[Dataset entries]
═══

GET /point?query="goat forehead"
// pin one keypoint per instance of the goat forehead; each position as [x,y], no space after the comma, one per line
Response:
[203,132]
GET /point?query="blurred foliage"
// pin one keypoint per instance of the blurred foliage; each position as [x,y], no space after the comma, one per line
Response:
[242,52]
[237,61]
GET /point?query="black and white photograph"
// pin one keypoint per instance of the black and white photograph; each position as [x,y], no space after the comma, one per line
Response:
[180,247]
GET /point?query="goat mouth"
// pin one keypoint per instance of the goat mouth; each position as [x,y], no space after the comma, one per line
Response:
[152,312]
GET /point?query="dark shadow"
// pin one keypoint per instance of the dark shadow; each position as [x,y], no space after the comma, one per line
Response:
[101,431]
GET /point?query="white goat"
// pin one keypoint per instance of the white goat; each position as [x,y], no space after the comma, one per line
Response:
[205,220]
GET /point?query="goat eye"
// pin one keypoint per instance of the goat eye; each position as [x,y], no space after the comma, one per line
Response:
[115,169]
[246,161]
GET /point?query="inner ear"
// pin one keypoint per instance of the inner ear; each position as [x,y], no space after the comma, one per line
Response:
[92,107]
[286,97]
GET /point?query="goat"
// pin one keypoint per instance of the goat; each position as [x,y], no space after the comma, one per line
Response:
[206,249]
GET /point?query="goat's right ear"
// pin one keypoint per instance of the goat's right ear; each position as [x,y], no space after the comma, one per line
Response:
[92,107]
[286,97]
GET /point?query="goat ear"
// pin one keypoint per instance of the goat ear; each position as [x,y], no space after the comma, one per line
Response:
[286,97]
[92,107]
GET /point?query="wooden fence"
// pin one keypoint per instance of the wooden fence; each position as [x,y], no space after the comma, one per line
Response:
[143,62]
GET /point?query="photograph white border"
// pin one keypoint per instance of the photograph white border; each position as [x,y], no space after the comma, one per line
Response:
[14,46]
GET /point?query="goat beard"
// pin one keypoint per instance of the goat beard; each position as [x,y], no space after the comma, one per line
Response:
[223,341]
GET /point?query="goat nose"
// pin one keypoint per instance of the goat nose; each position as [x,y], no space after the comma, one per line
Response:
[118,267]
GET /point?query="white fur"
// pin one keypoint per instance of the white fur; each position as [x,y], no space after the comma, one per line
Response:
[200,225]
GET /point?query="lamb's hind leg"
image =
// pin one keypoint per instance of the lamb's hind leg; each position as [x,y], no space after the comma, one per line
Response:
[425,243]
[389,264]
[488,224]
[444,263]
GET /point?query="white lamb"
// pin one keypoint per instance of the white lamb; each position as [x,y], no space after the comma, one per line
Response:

═══

#### [WORK TASK]
Could you reproduce, exactly as written, the lines running from the one with "the white fur;" to the end of the entries above?

#### [WRITTEN RESPONSE]
// pin one keypoint per instance of the white fur; each position as [x,y], no space after the comma, one per line
Response:
[200,225]
GET /point?query="lamb's hind leg"
image =
// pin one keypoint per instance of the lamb's hind leg; each position as [x,y], no space after the comma, one per line
Response:
[425,243]
[389,264]
[488,224]
[444,263]
GET /point?query="white lamb"
// pin one keypoint per instance of the white lamb; each position as [x,y], no space after the comma, one per line
Response:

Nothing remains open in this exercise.